** BEGIN Document extract **
Unpacked loose . . . lose your nerves

The effect of the above mentionned strict import regulations of Australia onto your container contents are now very concrete, your container WILL be unpacked loose, on the ground, however carefully and compactly you packed it.  The container will not know the luxury to be unpacked by agile and considerate hands, but rather by brupt, clumsy, and inconsiderate ones.  You would think professionals would assume your belongings are important to you, therefore treating them with respect and care, just like they would for theirs.  On the contrary, with that freight forwarder, it was then a time trial, no end customer eyes watching, so the contents quickly found themselves stacked up in the most chaotic way possible, without even respecting the basic rules of stacking.

Choose your agent

If possible not Monaco Global Enterprises Pty Ltd (Victoria)

When, a few months prior to starting the move, we hired a container, we approached a transport agent in the departure country (France).  They then worked with the local receiving freight forwarder of their choice, which we did not choose, and they were subject to the lengthy half-duplex communication due to the timezone difference.  The least point usually took two days to be answered, and a third to come back to us.
** END Document extract **
* [To do]
• A. In the account of shipping a container to Australia, in which country was the transport agent that the writers approached?
• B. Continue the account of shipping a container to Australia from its last sentence.
The data that comes next is separate from the account of shipping a container to Australia.
** BEGIN Provided records **
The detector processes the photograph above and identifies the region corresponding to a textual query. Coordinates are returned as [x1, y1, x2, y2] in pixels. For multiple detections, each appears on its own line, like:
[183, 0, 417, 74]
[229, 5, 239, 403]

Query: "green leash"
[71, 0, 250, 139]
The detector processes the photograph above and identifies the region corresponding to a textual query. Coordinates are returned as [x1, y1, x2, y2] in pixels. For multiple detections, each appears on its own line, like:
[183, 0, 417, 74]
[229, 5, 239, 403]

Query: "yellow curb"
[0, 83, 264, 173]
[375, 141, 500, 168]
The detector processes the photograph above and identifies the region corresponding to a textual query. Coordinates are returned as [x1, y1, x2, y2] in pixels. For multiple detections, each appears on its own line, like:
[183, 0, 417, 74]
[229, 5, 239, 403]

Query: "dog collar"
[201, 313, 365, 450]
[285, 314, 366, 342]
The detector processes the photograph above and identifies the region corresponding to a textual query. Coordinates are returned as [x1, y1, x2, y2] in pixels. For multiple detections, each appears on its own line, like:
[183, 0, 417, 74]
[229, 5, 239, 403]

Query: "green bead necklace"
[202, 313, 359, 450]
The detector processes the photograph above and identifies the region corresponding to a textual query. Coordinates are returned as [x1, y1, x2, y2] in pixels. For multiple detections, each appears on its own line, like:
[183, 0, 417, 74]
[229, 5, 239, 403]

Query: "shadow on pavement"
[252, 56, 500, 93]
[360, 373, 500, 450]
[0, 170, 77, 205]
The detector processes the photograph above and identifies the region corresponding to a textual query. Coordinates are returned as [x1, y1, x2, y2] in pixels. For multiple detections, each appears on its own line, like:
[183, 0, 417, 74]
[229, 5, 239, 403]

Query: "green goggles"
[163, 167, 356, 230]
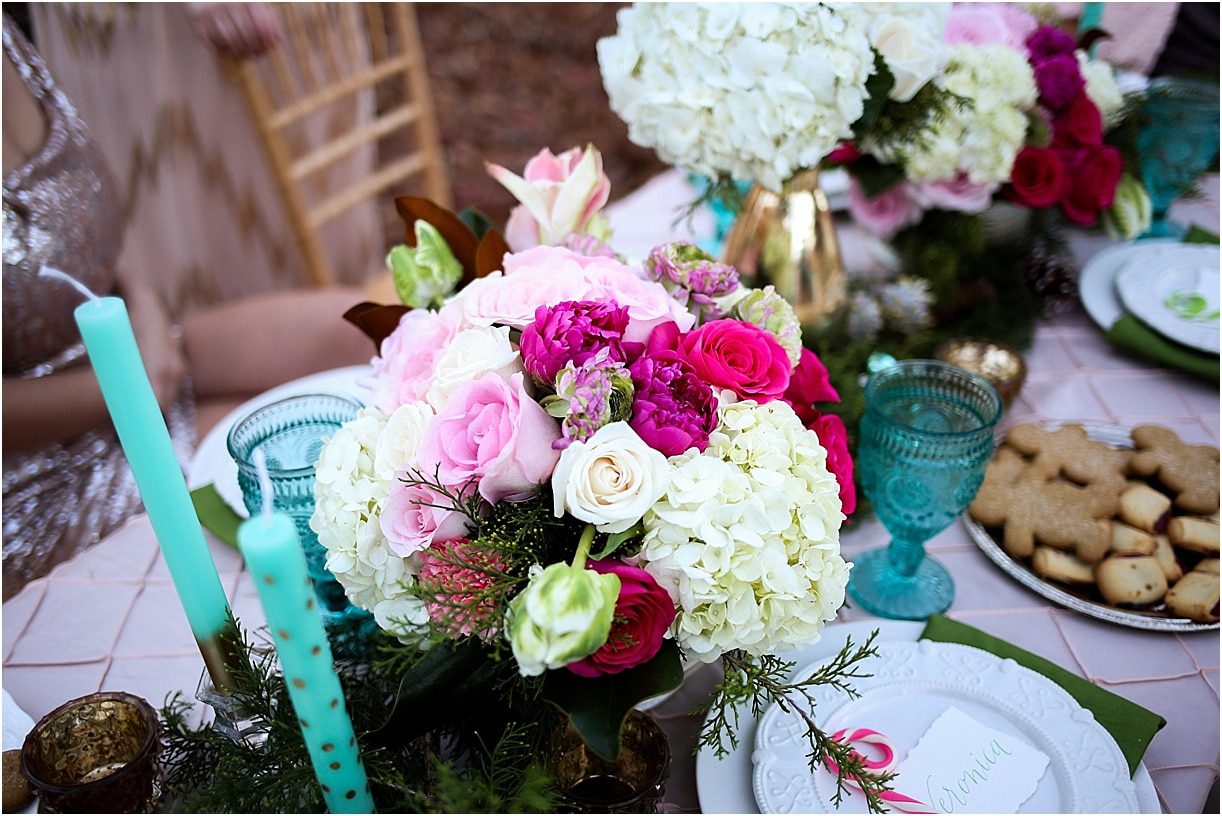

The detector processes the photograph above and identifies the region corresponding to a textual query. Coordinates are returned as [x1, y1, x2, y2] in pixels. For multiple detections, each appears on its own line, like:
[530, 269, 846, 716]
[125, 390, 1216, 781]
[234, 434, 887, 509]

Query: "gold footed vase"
[725, 170, 848, 333]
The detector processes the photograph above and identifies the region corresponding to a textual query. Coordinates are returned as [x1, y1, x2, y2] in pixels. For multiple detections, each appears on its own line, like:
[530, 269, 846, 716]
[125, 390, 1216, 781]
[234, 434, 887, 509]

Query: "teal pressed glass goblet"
[229, 393, 368, 636]
[848, 360, 1002, 621]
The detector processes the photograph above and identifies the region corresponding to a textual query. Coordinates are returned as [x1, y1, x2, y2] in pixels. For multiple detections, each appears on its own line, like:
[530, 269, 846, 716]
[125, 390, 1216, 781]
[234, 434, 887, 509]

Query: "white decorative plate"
[695, 619, 1162, 814]
[1116, 244, 1218, 354]
[187, 365, 369, 518]
[753, 640, 1138, 814]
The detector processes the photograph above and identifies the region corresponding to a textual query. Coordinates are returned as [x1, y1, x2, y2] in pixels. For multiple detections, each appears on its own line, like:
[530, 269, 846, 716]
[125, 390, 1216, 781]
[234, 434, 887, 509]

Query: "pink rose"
[808, 414, 857, 515]
[679, 320, 789, 403]
[381, 480, 467, 558]
[371, 309, 461, 414]
[942, 2, 1039, 48]
[488, 147, 611, 250]
[848, 178, 923, 238]
[418, 373, 560, 505]
[565, 558, 675, 677]
[909, 172, 993, 213]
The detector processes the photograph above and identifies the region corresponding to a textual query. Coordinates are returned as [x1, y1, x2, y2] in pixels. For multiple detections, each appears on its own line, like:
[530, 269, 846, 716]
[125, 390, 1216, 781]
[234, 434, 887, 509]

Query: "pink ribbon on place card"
[824, 728, 937, 814]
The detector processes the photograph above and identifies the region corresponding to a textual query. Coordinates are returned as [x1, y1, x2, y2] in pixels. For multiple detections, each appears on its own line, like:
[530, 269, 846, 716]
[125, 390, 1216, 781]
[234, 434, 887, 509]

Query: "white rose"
[551, 423, 670, 533]
[425, 326, 522, 410]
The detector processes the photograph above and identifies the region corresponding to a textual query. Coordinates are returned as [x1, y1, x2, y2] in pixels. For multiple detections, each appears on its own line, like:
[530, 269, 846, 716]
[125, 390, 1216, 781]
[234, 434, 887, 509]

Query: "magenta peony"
[566, 558, 675, 677]
[518, 301, 628, 388]
[679, 320, 789, 403]
[628, 351, 717, 456]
** END Provided records **
* [Outputs for the tasks]
• A. France

• B.
We directly contacted Monaco Global Enterprises to organise a place, date, time, and method for the container delivery.  They did not seem to know that individuals cannot receive a shipping container straight to their door, like we did in France.  This ignorance led to a lot of confusion and time wasted.
Our relationship with them shifted from really nice and friendly initially to near abusive towards the end, with in the middle, an inacceptable leave-the-boat move.  They turned their back on us without letting us know, creating a floating period when no freight forwarder was on our case, without us knowing.  Time was suspended for over a week, making it impossible then to ave our container delivered before the Christmas break, and before the new year, like it was originally planned.

From can-do posture to do-it-yourself-because-I’m-leaving-the-boat

Monaco GE initially sounded really easy to deal with on the phone.  They made every aspect so simple.  All we had to do was to provide a drop-off address and exact physical point, so their truck wouldn’t struggle, and they would come back to us with a day and time.  Pretty much like when we moved to France.  But soon, another music was being played.  The drop-off location was assessed as unsuitable by them, because it was“a complex”.  I then negotiated for a drop-off at the far back of the driveway, which turns into an unsealed area and a field.  But that wouldn’t do.
As we were still securing a final dwelling for ourselves, the place we were ready to rent didn’t work out for other reasons, and we had to abandon the idea to move there.  We quickly found another place to move to.  This time I asked for a container drop-off along a large reserve nextdoor.  I checked with the Council, and apparently we were allowed to leave a container there for the week-end without having to ask for an authorisation.  The perfect plan.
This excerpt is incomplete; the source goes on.